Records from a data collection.
— Begin —

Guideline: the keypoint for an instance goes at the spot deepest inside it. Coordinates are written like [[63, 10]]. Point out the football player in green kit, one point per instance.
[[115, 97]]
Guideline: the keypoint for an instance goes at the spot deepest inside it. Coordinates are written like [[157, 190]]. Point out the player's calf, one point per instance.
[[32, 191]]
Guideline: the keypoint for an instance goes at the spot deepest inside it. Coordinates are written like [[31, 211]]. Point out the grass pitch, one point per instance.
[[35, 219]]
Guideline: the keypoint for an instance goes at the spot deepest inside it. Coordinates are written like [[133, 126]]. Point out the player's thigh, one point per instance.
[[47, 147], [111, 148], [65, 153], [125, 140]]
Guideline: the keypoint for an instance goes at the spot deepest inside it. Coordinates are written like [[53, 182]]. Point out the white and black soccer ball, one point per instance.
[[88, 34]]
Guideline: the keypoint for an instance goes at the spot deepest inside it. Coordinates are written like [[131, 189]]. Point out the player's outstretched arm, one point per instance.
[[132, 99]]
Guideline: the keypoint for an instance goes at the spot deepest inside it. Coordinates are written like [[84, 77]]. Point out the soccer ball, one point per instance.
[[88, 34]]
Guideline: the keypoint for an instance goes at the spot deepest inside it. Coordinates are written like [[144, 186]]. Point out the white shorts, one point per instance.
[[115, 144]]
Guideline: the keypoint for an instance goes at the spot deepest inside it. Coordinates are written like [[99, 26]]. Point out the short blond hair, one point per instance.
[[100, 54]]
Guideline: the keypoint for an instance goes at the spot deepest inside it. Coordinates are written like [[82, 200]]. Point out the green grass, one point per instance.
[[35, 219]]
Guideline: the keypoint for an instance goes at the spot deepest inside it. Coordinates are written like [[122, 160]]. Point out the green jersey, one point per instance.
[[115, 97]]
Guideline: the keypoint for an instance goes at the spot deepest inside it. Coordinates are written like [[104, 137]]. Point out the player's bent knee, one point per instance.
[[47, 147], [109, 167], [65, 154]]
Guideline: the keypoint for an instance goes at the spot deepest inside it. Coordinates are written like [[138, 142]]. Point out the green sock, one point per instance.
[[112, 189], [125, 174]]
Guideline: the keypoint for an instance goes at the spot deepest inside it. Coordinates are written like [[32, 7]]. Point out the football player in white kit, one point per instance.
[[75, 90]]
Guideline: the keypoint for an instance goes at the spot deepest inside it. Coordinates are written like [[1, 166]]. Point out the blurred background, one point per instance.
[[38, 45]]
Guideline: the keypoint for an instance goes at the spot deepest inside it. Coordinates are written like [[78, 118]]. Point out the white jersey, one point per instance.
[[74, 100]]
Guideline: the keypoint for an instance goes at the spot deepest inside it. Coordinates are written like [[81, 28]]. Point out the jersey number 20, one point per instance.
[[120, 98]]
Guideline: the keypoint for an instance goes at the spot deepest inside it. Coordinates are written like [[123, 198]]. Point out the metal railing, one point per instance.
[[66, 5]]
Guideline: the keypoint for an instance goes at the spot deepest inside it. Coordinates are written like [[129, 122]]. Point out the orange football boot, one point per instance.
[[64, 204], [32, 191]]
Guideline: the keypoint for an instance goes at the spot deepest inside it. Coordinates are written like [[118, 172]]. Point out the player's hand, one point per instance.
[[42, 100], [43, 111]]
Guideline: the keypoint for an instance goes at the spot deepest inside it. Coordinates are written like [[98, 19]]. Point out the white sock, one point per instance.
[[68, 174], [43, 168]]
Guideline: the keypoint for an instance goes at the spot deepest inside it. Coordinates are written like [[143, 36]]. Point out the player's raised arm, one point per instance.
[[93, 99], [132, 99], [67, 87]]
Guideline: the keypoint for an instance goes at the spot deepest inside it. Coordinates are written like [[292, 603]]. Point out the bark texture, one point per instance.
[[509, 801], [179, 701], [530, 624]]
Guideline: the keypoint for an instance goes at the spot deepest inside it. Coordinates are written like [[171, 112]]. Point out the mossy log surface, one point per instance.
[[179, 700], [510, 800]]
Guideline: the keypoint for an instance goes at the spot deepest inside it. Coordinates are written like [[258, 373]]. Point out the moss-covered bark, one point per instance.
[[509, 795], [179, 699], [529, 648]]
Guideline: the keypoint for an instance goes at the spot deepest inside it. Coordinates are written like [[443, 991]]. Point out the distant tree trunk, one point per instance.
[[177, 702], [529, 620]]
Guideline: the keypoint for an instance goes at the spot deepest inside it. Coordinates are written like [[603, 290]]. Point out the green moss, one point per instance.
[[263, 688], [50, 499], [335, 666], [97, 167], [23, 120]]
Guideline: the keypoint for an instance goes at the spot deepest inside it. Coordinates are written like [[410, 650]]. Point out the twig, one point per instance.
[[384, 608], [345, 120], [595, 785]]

— End —

What the task asks. Reproduce the lines between the one holding "surface, one point per instance." and the one holding "[[177, 702], [529, 620]]", inclusive, requests and all. Multiply every answer coordinate by 0.45 and round it to a whole number, with halves rounding up. Leave the requests and their sample coordinates unchanged, and give only these lines.

Exercise result.
Guideline: the keypoint for an instance goes at the spot deepest inside it. Coordinates are written like [[171, 112]]. Point out the mossy log surface, one point per instance.
[[81, 315], [230, 360]]
Guideline: the keypoint for an instance goes at the spot deepest inside it. Coordinates are written like [[258, 373]]. Point out the moss-covered bark, one point per instance.
[[229, 358], [81, 315], [238, 292]]
Guideline: the keypoint for an instance goes at the spot deepest inside it. Coordinates are written like [[443, 991]]. Point out the distant tree trunk, one point per instance.
[[80, 316], [238, 279]]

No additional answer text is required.